JOUW DOEL - Dupliceer alle onderstaande rijen ongewijzigd en laat daarbij de afbeeldingen weg.

RIJEN UIT DATASET -

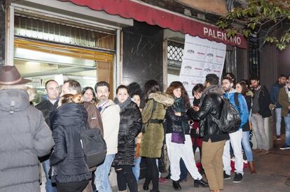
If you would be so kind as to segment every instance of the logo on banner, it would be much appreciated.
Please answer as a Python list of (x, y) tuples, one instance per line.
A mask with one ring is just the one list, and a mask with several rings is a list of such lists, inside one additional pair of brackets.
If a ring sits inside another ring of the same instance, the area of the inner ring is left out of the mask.
[(189, 54), (194, 54), (194, 50), (187, 50), (187, 52), (189, 53)]
[(191, 73), (191, 71), (192, 67), (190, 66), (184, 66), (184, 73)]
[(182, 82), (182, 84), (183, 84), (184, 86), (187, 86), (187, 85), (188, 85), (188, 82), (187, 81), (184, 81), (184, 82)]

ANTWOORD OP OPGAVE -
If you would be so kind as to segment every instance of the logo on banner, it would be much appreciated.
Please answer as a Python list of (x, y) tuples, one instance per line.
A mask with one ring is just the one list, and a mask with several rings is a list of such lists, inside one additional pair of brackets.
If a ring sits inside another ring of the same instance, the area of the inner ring is left out of the mask.
[(189, 54), (194, 54), (194, 50), (187, 50), (187, 52), (189, 53)]
[(191, 73), (191, 71), (192, 67), (190, 66), (184, 66), (184, 73)]
[(182, 82), (182, 84), (183, 84), (184, 86), (187, 86), (187, 85), (188, 85), (188, 82), (187, 81), (184, 81), (184, 82)]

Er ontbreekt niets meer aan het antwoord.